STATED GOAL — Rewrite all of the data below as a numbered list and leave out any blank lines. Omit the pictures from your answer.

Extracted data entries
____

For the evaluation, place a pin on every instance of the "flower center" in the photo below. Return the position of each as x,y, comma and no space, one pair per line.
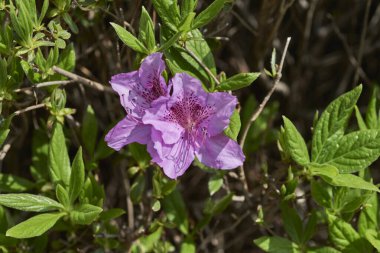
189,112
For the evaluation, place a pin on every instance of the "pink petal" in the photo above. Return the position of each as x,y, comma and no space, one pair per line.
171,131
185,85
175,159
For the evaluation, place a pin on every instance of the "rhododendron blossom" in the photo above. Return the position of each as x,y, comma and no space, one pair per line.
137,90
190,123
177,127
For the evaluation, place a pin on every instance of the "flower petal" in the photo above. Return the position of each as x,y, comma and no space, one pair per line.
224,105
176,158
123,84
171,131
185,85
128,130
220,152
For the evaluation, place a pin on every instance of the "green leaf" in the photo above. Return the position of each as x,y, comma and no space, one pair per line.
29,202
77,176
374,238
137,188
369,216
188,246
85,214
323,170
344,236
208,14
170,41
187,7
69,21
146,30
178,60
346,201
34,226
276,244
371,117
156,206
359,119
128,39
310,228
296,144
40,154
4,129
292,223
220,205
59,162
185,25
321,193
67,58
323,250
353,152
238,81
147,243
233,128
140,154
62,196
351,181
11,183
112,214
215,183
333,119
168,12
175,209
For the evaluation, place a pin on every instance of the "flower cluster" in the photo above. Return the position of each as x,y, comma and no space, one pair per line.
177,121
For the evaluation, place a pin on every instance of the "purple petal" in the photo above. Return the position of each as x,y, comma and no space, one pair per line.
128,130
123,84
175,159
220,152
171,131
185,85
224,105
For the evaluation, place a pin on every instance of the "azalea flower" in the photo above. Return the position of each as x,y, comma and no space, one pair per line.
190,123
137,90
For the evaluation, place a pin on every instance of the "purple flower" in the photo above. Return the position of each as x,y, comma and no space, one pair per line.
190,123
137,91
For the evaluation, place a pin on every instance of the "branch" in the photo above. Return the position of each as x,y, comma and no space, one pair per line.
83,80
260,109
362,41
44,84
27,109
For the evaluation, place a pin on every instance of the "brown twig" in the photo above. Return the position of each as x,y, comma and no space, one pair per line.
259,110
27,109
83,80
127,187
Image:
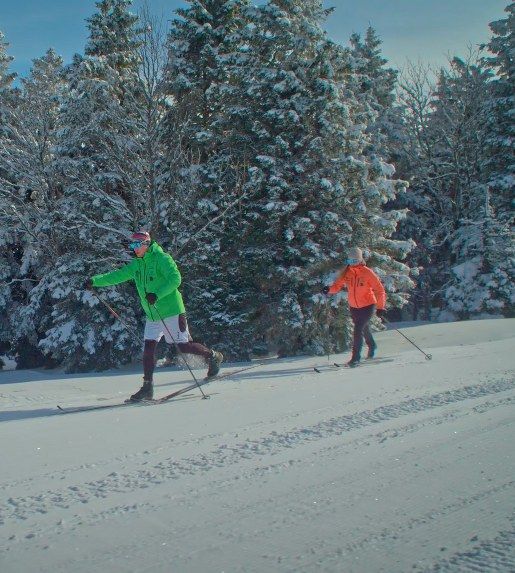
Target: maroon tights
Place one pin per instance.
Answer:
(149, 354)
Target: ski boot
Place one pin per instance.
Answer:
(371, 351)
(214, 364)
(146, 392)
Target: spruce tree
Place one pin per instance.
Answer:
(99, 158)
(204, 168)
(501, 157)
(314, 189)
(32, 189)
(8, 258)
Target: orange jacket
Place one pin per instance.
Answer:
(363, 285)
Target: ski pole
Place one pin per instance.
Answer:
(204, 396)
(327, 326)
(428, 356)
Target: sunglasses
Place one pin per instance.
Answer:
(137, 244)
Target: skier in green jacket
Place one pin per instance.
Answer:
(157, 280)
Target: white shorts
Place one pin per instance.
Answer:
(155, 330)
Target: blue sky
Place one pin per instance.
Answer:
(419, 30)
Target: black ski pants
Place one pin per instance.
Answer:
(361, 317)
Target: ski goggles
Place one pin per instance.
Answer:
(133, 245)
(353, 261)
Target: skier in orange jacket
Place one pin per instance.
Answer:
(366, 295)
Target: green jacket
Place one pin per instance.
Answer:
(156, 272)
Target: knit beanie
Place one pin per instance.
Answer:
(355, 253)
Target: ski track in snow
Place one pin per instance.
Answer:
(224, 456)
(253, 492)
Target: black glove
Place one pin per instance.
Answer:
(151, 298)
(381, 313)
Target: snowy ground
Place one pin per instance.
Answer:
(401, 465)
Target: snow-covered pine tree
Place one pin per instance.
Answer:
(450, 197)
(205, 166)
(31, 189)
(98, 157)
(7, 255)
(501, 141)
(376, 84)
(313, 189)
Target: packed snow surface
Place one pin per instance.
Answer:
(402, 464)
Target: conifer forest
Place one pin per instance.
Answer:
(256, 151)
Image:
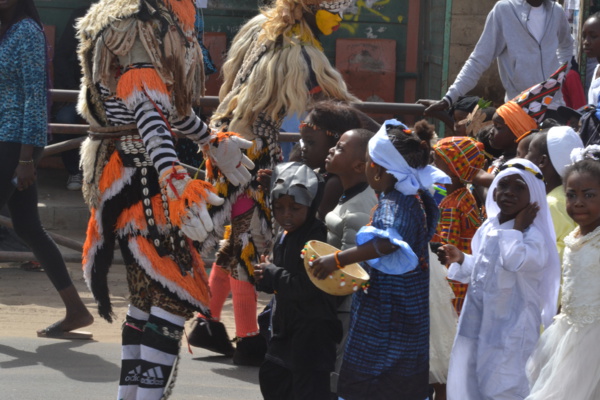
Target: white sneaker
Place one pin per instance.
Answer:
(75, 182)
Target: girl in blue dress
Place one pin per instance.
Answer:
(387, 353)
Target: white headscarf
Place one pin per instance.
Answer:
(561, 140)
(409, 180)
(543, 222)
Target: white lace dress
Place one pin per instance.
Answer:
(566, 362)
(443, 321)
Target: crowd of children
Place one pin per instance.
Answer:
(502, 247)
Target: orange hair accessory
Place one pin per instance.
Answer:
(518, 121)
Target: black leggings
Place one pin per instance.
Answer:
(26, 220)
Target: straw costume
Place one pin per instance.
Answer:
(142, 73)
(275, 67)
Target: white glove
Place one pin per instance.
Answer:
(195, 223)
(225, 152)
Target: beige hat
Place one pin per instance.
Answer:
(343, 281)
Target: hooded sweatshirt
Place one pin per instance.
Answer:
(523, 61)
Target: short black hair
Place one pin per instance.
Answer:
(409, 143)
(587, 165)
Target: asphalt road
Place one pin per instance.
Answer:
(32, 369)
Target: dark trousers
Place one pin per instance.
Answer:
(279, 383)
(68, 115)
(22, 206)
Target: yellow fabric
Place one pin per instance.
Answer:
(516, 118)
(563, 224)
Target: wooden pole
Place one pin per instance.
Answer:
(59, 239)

____

SOLVED PROBLEM —
1. For the evaluation, place a pin on every instance of the "flower center" in the photo below. Return the position of each as x,y, comma and no space, one pair per line.
2. 189,112
3. For the evaluation, place a pin on every instance of the "pink petal" in the photo above. Return the position of each as x,y, comma and no space, one pair per line.
4. 171,131
5. 185,85
6. 175,159
7. For the evaluation, place a pin on every instance of the "rhododendron blossom" in the photo above. Return the position of each as x,y, comma and no space, one pair per line.
8. 137,90
9. 190,123
10. 177,127
11. For the evaluation, place a pin on every instance of the "flower petal" in the photo above. Return the position of each as x,y, comma and no space, one pair per line.
12. 224,105
13. 176,158
14. 123,84
15. 171,131
16. 185,85
17. 128,130
18. 220,152
19. For the evaluation, place a pin on every instance of the "green leaf" in the photo above. Return the position of each as x,y, comma and no space, one pair per line.
20. 29,202
21. 77,176
22. 374,238
23. 137,188
24. 369,216
25. 188,246
26. 85,214
27. 323,170
28. 344,236
29. 208,14
30. 170,41
31. 187,7
32. 69,21
33. 146,30
34. 178,60
35. 346,201
36. 34,226
37. 276,244
38. 371,117
39. 156,206
40. 359,119
41. 128,39
42. 310,228
43. 296,144
44. 40,154
45. 4,129
46. 292,223
47. 220,205
48. 59,162
49. 185,25
50. 321,193
51. 67,58
52. 323,250
53. 353,152
54. 238,81
55. 147,243
56. 233,128
57. 140,154
58. 62,196
59. 351,181
60. 11,183
61. 112,214
62. 215,183
63. 333,119
64. 168,12
65. 175,209
66. For the evaluation, place a pin on every instance of the "flower cluster" in the photo above. Return the position of each as x,y, comma and no space, one pair per line.
67. 177,121
68. For the evaluation, place a pin on every instance of the "purple petal" in the photo above. Return the position of each as x,y, comma and no space, one pair per line.
69. 128,130
70. 123,84
71. 175,159
72. 220,152
73. 171,131
74. 185,85
75. 224,105
76. For the evaluation, place a pin on every instance of the "azalea flower" in the photo above. Return the position of each as x,y, comma and no space, one pair per line.
77. 190,123
78. 137,90
79. For the evaluation, place a pin on every instance of the "purple flower" in the photo above. Return the position of each as x,y, comma and no space, one pair per line.
80. 190,123
81. 137,91
82. For the evaluation, place a pin on every instance of the "branch" in the photo above. Return the position of each as x,y, comma and no space, one pair per line.
83. 83,80
84. 260,109
85. 362,41
86. 44,84
87. 27,109
88. For the evaluation, place a pin on every instance of the "brown twig" in the photo above. Return the position of each as x,y, comma and no space, one pair per line.
89. 259,110
90. 27,109
91. 83,80
92. 127,187
93. Image:
94. Target: maroon tights
95. Place one pin per instance.
96. Answer:
97. (149, 354)
98. Target: ski boot
99. Place one pin per instance.
100. Answer:
101. (371, 351)
102. (214, 364)
103. (146, 392)
104. Target: spruce tree
105. Place one pin per instance.
106. Answer:
107. (99, 158)
108. (204, 168)
109. (501, 157)
110. (314, 189)
111. (32, 189)
112. (8, 258)
113. Target: orange jacket
114. Place one pin per instance.
115. Answer:
116. (363, 285)
117. Target: ski pole
118. Place one pin per instance.
119. Answer:
120. (204, 396)
121. (327, 326)
122. (428, 356)
123. Target: sunglasses
124. Place one pin per instance.
125. Answer:
126. (137, 244)
127. Target: skier in green jacket
128. Place one pin per instance.
129. Answer:
130. (157, 280)
131. Target: white shorts
132. Place one pin per instance.
133. Answer:
134. (155, 330)
135. Target: blue sky
136. Place one pin per instance.
137. Answer:
138. (419, 30)
139. Target: black ski pants
140. Place one pin per instance.
141. Answer:
142. (361, 317)
143. Target: ski goggles
144. Place one pin per instance.
145. Answer:
146. (133, 245)
147. (353, 261)
148. Target: skier in orange jacket
149. Place one pin per instance.
150. Answer:
151. (366, 295)
152. Target: green jacket
153. Place one pin per instance.
154. Answer:
155. (156, 272)
156. Target: knit beanie
157. Place one pin per instance.
158. Answer:
159. (355, 253)
160. Target: ski track in snow
161. Place one pin per instance.
162. Answer:
163. (224, 456)
164. (253, 492)
165. Target: black glove
166. Place one pin per instance.
167. Answer:
168. (151, 298)
169. (381, 313)
170. Target: snowy ground
171. Place one pin per instance.
172. Answer:
173. (401, 465)
174. Target: snow-covered pine tree
175. Place one pin per instance.
176. Answer:
177. (450, 197)
178. (205, 166)
179. (31, 189)
180. (98, 157)
181. (7, 255)
182. (501, 141)
183. (376, 84)
184. (313, 189)
185. Target: packed snow surface
186. Place one pin per instance.
187. Answer:
188. (402, 464)
189. Target: conifer forest
190. Place one pin per instance.
191. Answer:
192. (256, 151)
193. Image:
194. Target: white sneaker
195. Place one pin per instance.
196. Answer:
197. (75, 182)
198. Target: girl in blue dress
199. Place one pin per instance.
200. Answer:
201. (387, 353)
202. Target: white headscarf
203. Place one pin per instance.
204. Answer:
205. (561, 140)
206. (409, 180)
207. (543, 222)
208. Target: white lace dress
209. Place one pin per instance.
210. Answer:
211. (566, 362)
212. (443, 321)
213. Target: crowd of children
214. Place one pin per instance.
215. Answer:
216. (502, 247)
217. Target: orange hair accessory
218. Place one pin per instance.
219. Answer:
220. (518, 121)
221. Target: black leggings
222. Place one pin per instance.
223. Answer:
224. (26, 220)
225. Target: straw costume
226. Place one pin per instance.
227. Answer:
228. (142, 73)
229. (275, 67)
230. Target: white glove
231. Place one pin per instance.
232. Answer:
233. (195, 223)
234. (225, 152)
235. Target: beige hat
236. Place one pin per instance.
237. Answer:
238. (343, 281)
239. Target: hooded sweatshirt
240. Place one pin per instance.
241. Answer:
242. (523, 61)
243. Target: short black hair
244. Place one pin per instance.
245. Answer:
246. (409, 143)
247. (587, 165)
248. Target: asphalt road
249. Place one pin per instance.
250. Answer:
251. (32, 369)
252. Target: dark trousers
253. Place one pin per instance.
254. Answer:
255. (279, 383)
256. (68, 115)
257. (22, 206)
258. Target: yellow fabric
259. Place one pin per instance.
260. Answer:
261. (516, 118)
262. (563, 224)
263. Target: wooden pole
264. Place one pin per instance.
265. Answer:
266. (59, 239)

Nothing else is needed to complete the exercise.